> **Excerpts of labeled region data**
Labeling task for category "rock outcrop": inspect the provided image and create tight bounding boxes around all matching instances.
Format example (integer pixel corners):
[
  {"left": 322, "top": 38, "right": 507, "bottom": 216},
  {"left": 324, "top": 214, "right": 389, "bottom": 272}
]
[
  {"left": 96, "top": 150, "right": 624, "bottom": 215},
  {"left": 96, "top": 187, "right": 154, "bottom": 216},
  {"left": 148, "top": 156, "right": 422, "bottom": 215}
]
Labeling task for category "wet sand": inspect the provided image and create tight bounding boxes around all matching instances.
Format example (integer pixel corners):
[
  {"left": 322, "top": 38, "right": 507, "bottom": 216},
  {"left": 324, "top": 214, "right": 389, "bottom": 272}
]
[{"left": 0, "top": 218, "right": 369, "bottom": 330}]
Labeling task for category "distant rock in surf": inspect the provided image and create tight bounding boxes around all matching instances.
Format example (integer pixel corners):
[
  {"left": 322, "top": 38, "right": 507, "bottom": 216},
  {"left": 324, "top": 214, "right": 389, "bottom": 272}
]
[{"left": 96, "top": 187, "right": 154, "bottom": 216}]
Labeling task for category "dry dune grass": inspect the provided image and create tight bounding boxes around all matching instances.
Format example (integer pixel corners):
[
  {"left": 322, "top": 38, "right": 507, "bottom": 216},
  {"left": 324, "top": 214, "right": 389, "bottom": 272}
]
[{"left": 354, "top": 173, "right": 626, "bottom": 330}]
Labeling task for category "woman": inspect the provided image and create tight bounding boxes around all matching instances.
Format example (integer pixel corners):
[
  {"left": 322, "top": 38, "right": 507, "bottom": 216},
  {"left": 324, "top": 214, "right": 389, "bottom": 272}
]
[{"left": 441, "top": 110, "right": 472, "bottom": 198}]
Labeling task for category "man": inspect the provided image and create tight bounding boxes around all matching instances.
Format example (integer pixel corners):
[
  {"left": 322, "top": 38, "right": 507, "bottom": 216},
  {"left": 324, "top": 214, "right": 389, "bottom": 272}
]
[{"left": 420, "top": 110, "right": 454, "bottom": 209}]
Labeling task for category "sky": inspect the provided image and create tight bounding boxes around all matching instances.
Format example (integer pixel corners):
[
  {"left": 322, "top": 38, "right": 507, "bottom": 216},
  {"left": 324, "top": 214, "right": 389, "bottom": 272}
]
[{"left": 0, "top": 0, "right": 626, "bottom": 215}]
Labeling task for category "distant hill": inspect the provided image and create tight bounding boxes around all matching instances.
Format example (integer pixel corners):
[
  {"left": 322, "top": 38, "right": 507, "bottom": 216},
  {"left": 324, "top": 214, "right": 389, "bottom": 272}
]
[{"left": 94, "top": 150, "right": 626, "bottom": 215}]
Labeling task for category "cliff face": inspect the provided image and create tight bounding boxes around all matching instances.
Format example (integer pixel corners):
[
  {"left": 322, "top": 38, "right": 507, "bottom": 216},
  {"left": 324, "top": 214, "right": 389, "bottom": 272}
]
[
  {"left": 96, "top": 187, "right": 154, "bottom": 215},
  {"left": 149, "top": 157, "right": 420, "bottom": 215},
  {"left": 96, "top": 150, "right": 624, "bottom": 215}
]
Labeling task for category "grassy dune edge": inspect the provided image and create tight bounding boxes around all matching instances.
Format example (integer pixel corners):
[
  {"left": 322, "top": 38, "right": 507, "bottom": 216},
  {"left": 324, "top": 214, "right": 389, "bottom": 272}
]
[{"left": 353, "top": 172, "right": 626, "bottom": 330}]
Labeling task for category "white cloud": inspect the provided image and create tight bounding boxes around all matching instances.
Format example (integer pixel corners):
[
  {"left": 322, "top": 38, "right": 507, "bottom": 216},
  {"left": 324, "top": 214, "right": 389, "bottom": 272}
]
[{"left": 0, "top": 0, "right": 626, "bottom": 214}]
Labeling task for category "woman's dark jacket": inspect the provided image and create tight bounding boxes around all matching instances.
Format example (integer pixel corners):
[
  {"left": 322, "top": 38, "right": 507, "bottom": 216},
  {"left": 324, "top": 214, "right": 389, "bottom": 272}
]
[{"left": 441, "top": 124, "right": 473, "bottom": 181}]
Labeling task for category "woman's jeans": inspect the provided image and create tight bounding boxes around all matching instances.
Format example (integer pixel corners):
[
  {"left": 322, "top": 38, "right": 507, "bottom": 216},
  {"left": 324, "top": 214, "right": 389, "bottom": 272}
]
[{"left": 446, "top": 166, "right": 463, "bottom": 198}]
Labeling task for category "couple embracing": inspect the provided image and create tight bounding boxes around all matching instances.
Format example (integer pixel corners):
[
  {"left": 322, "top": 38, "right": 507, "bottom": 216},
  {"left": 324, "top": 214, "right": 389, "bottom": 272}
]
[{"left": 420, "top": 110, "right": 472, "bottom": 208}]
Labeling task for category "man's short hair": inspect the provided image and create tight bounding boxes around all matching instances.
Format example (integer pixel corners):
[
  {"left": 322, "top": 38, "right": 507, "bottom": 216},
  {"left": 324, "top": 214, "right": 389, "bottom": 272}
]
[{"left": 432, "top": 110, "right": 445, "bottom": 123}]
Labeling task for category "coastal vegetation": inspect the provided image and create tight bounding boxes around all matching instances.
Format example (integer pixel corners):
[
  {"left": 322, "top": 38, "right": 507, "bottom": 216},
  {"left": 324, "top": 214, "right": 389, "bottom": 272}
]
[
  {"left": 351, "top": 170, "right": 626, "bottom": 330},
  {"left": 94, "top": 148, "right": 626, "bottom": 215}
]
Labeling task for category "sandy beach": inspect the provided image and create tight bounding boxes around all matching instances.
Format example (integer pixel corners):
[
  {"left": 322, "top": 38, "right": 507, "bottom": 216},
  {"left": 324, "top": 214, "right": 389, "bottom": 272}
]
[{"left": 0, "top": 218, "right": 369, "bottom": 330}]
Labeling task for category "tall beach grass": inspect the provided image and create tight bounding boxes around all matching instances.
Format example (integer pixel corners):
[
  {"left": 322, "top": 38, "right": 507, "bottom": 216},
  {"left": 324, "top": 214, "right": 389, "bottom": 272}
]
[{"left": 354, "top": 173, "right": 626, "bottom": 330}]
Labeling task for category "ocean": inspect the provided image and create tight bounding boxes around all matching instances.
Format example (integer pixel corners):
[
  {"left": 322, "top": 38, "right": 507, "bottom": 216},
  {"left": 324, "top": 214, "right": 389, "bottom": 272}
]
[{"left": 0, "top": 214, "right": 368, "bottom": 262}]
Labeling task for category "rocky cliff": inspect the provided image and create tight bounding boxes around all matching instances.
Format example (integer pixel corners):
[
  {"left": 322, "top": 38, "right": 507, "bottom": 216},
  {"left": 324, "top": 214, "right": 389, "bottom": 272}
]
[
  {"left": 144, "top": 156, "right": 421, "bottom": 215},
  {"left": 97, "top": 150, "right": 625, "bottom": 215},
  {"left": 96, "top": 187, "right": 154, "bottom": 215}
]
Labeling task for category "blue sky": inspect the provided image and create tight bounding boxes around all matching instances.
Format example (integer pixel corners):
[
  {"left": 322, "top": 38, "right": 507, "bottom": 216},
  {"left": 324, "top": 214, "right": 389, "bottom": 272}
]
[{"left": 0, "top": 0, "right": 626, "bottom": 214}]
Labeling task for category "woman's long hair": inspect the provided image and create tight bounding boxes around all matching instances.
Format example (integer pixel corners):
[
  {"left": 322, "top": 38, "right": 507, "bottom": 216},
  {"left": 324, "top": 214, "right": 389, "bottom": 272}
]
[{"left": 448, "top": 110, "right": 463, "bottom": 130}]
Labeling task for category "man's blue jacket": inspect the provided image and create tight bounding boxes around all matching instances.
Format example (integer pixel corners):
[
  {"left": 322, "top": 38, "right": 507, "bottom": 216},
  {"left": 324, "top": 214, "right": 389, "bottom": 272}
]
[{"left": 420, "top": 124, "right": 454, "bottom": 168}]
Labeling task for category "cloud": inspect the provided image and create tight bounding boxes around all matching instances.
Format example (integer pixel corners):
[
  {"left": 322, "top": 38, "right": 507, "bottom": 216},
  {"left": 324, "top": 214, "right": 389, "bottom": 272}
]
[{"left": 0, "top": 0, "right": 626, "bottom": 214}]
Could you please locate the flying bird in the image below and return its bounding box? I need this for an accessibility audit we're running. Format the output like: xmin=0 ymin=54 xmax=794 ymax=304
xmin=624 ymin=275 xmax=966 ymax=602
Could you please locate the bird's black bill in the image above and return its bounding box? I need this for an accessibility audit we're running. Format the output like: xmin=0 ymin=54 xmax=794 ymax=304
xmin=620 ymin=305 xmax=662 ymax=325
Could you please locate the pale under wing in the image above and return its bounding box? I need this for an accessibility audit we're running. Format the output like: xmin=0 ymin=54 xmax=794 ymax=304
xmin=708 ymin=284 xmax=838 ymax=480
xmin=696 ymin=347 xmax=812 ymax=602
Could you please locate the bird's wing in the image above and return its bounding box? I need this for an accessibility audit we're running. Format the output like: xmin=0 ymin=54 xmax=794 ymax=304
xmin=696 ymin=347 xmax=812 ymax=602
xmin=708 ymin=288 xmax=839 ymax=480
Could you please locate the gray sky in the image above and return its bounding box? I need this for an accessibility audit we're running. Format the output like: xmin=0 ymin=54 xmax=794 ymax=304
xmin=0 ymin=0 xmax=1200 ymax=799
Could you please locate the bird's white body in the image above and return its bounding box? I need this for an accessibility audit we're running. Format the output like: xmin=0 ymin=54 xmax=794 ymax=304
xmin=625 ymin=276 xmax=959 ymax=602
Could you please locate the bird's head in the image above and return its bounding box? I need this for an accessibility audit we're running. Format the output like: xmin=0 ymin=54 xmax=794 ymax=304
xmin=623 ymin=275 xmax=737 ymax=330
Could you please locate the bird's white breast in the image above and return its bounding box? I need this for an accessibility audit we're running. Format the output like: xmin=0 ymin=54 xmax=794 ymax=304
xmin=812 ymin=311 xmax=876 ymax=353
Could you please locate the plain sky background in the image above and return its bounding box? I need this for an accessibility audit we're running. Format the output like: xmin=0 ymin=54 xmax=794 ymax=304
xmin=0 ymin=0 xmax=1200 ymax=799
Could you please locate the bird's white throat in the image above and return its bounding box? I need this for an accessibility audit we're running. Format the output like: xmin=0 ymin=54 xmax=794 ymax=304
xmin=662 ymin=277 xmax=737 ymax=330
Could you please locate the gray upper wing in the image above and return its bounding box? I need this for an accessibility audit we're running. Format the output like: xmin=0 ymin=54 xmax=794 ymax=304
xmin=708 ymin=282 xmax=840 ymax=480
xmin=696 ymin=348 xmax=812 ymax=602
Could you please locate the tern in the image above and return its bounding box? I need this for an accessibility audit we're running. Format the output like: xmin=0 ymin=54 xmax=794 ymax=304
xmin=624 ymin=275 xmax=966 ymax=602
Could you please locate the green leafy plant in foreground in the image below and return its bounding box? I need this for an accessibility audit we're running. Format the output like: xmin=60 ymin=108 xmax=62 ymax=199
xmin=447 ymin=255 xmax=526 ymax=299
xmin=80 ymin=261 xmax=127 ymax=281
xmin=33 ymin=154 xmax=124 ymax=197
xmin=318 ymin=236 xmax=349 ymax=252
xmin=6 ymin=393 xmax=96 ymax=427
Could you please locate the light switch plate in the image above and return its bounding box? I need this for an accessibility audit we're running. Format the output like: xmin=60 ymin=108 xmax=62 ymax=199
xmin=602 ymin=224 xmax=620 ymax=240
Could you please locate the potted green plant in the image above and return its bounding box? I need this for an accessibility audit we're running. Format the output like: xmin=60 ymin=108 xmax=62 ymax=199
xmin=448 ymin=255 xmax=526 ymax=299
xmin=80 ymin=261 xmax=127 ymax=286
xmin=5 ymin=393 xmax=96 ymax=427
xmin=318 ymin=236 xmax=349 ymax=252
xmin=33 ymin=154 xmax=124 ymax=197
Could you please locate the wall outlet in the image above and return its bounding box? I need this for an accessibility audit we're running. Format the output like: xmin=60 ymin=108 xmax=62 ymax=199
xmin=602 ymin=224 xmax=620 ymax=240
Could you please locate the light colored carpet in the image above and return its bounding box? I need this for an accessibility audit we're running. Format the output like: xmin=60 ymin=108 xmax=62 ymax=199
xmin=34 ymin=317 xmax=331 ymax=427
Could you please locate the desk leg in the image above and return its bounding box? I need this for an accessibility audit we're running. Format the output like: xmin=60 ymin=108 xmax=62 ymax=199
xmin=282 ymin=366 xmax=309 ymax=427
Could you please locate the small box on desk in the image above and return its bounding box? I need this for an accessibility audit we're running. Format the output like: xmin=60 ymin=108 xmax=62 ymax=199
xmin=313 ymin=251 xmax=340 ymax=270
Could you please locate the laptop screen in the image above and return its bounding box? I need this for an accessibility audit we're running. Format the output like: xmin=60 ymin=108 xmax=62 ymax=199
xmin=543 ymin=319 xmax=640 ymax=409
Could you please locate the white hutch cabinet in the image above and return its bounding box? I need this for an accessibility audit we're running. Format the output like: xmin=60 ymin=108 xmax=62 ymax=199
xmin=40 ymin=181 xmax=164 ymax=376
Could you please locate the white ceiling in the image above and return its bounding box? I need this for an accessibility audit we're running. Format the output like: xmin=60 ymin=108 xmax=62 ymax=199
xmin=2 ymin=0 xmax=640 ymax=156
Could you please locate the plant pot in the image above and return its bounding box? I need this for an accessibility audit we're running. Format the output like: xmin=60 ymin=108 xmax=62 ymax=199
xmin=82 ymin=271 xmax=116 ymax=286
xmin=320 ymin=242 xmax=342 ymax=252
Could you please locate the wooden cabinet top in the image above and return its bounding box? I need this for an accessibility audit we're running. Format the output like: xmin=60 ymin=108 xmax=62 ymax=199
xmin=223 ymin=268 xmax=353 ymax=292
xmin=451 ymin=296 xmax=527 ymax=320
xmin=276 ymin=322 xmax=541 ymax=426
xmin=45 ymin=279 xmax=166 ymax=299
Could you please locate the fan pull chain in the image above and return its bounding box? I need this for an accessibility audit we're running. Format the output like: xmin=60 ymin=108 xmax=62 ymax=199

> **Short exercise**
Repeat, without change, each line of the data above from the one that contains "Could you please locate the desk" through the final line, counting both.

> **The output**
Could you please locate the desk leg in the image above and return its bounding box? I need this for an accessibility audit we're running. Format the output like: xmin=60 ymin=108 xmax=62 ymax=199
xmin=282 ymin=366 xmax=309 ymax=427
Could you please locate the small box on desk in the image above and return its bounding box? I need this for an accessibility audit we're running. Format the output like: xmin=60 ymin=108 xmax=62 ymax=199
xmin=313 ymin=251 xmax=340 ymax=270
Could you please locate the laptop screen in the image above and return its bounding box? I need this for an accessibility audit we're running. Format the output like: xmin=60 ymin=108 xmax=62 ymax=199
xmin=543 ymin=319 xmax=640 ymax=409
Could you please locate the white hutch cabinet in the image above and return its bounding box? I need this for an accessibility audit we're running. Format the output like: xmin=60 ymin=108 xmax=62 ymax=199
xmin=40 ymin=181 xmax=164 ymax=376
Could you please locate the white ceiling in the image above and return its bounding box? I need this for an accessibility audit we're running. Format the output like: xmin=60 ymin=108 xmax=62 ymax=199
xmin=2 ymin=0 xmax=640 ymax=156
Could you please locate the plant pot in the image above and return its bounding box? I need this for an accessibility audit we're running. Format the output like: xmin=60 ymin=108 xmax=62 ymax=199
xmin=82 ymin=271 xmax=116 ymax=286
xmin=320 ymin=242 xmax=342 ymax=252
Could you please locate the wooden cabinet top in the image above and return its bounding box? I need this for an accessibility audit we're running. Format the output like: xmin=60 ymin=108 xmax=62 ymax=199
xmin=223 ymin=268 xmax=353 ymax=292
xmin=451 ymin=296 xmax=527 ymax=320
xmin=276 ymin=322 xmax=541 ymax=426
xmin=45 ymin=279 xmax=166 ymax=299
Could you please locate the fan pull chain in the image above and return its bounding box? I need this for an accessibility audit we're running. Format the output like: xmin=60 ymin=108 xmax=62 ymax=199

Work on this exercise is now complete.